> [Task details] Render every line of the records below as a JSON list of strings, one string per line, leaving out any blank lines.

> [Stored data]
----------------

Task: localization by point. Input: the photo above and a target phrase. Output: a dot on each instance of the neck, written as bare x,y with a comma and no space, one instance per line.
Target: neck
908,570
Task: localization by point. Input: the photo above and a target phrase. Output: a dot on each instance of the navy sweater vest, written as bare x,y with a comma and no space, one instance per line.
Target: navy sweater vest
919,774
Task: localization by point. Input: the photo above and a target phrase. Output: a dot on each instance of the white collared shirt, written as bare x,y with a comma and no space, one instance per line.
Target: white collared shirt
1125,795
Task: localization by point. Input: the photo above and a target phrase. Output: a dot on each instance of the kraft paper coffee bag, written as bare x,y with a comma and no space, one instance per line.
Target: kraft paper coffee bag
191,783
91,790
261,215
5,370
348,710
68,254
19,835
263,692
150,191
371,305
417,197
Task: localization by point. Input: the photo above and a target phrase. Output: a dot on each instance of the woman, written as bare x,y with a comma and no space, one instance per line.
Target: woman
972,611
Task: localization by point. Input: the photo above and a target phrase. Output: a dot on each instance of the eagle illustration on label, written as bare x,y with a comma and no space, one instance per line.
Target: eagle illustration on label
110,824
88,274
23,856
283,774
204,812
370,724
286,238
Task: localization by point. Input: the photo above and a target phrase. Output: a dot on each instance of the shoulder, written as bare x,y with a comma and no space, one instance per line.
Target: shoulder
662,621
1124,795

----------------

> [Exercise output]
[
  "Task: localization by point. Input: the photo above and a target phrase. Output: a dot on each instance of the neck, written as bare x,y with a comma and no space, one instance per line.",
  "Target: neck",
  "908,570",
  "Task: localization by point. Input: the photo above and a target phrase. Output: a dot on each instance of the navy sweater vest, written as bare x,y with a comma and no space, one instance per line.",
  "Target: navy sweater vest",
  "919,774",
  "Task: localization by point. Input: the photo above and a target phrase. Output: a dot on each instance of the white collared shirt, written as bare x,y with a comma and no space, one instance per line.",
  "Target: white collared shirt",
  "1125,795",
  "Task: localization by point. Input: the photo above and a target phrase. Output: a dot on each instance of the kraft paper coffee bag, written as bare x,y with a comma and no space, one instance per line.",
  "Target: kraft paper coffee bag",
  "191,783",
  "91,790",
  "261,215",
  "5,370",
  "348,710",
  "68,254",
  "19,835",
  "263,692",
  "150,191",
  "371,305",
  "417,197",
  "Task: localization by point. Input: the photo above and a target phrase. Output: a dot on each instance of the woman, written as bare x,y with a comma and no space, one instance per line.",
  "Target: woman",
  "972,611",
  "Task: localization by point. Input: the photo above and a target phrase. Output: a dot on each instance of the eagle illustration on label, written as bare x,y with a comma and no space, one instance per line.",
  "Target: eagle illustration on label",
  "110,824",
  "88,274",
  "23,856",
  "283,774",
  "204,812",
  "370,724",
  "286,238",
  "Task: localization by point. Input: the photo above and a target phrase. Output: a dot on each instance of the shoulder, written as bare x,y with a comma and no space, one instance per line.",
  "Target: shoulder",
  "662,621",
  "1124,795"
]